▶ [Work to be completed] Rescale the data below by reproducing every line in full, with each bounding-box coordinate in the answers multiplied by 0.2 and rounded to a whole number, halves rounding up. Leave all other text unchanged.

▶ [Stored rows]

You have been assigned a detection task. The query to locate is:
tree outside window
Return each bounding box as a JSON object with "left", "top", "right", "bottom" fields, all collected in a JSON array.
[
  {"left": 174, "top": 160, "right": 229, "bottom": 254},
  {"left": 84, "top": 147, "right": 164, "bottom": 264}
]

▶ [Completed exercise]
You have been assigned a detection task. The query to locate is:
tree outside window
Return each bounding box as a JSON object with "left", "top", "right", "bottom" fields, all collected in a JSON array.
[
  {"left": 35, "top": 32, "right": 46, "bottom": 51},
  {"left": 17, "top": 29, "right": 33, "bottom": 53}
]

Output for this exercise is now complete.